Prompt:
Among the entries below, find the lines that hold the word "each" and report them.

Region pointing data:
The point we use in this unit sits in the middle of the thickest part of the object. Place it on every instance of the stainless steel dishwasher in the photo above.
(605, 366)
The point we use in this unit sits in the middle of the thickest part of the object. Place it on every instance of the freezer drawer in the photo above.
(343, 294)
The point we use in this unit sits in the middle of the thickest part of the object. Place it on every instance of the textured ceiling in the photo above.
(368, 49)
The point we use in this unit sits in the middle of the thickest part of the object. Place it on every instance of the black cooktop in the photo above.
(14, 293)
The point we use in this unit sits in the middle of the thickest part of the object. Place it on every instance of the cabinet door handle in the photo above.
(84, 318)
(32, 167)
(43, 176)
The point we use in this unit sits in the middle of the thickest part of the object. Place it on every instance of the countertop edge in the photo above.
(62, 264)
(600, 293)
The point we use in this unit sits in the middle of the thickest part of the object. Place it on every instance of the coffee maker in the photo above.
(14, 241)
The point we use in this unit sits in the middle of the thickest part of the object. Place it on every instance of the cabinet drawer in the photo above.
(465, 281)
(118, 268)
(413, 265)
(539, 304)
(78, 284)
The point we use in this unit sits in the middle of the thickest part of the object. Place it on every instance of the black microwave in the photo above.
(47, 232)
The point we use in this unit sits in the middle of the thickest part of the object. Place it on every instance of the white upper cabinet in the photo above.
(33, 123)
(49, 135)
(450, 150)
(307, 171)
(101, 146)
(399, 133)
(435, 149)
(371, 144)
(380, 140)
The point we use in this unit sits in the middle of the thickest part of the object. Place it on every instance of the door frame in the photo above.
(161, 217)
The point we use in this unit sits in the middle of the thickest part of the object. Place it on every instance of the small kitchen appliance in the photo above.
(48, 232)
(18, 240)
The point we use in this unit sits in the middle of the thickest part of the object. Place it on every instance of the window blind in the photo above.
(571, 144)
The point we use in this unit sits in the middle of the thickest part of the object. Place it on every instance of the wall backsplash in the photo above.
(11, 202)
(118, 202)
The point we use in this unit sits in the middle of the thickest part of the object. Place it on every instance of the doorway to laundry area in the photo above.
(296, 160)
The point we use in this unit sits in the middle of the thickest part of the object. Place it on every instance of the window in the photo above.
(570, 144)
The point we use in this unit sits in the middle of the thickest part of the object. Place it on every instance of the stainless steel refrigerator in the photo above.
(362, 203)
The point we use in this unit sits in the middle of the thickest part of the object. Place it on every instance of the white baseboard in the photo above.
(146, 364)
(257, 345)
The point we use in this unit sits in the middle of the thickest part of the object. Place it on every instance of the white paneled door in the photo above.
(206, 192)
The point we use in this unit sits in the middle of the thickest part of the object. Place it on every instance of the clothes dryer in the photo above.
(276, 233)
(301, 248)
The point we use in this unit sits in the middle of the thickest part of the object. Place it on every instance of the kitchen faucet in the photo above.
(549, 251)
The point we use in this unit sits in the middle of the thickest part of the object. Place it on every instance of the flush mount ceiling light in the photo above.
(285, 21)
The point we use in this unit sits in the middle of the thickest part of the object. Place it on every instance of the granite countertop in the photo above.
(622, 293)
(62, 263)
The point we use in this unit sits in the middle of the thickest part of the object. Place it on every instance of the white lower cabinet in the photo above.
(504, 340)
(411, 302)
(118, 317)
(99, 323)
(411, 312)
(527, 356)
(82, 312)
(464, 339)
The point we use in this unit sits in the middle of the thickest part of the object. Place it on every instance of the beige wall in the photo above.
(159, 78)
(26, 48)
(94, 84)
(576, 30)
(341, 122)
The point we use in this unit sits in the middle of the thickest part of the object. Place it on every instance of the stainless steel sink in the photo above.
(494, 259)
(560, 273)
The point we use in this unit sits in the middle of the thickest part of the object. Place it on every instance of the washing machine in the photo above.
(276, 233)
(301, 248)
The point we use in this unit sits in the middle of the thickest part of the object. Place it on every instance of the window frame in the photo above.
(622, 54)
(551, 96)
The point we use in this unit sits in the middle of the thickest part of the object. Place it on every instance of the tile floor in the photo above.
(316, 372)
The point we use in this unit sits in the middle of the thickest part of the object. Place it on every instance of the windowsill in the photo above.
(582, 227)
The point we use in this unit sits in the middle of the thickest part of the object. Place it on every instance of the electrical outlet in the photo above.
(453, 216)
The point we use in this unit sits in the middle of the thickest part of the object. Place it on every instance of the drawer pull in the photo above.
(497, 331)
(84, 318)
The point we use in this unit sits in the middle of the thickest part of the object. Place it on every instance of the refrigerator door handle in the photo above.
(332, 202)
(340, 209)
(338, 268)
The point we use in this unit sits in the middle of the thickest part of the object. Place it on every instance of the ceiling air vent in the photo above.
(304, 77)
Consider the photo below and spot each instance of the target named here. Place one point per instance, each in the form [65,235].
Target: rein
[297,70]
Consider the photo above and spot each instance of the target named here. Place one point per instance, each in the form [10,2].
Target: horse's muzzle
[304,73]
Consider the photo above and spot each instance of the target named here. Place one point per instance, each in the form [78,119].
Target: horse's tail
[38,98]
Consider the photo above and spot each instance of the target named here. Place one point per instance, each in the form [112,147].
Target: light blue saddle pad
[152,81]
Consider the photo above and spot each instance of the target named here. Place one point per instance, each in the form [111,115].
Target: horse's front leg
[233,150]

Output of the exercise:
Consider the photo below and spot each instance of the target named here. Place one point per instance, each in the form [65,235].
Consider the photo above and spot each instance of the target named here. Place one point per instance, each in the form [10,2].
Consider the photo above and spot each instance of the target named here. Place one point per instance, each in the form [78,119].
Consider the photo above and spot each instance of the target named here. Place one point per instance, each in the form [112,147].
Consider the photo above and spot each instance of the target named here. Place one point per instance, each in the form [111,115].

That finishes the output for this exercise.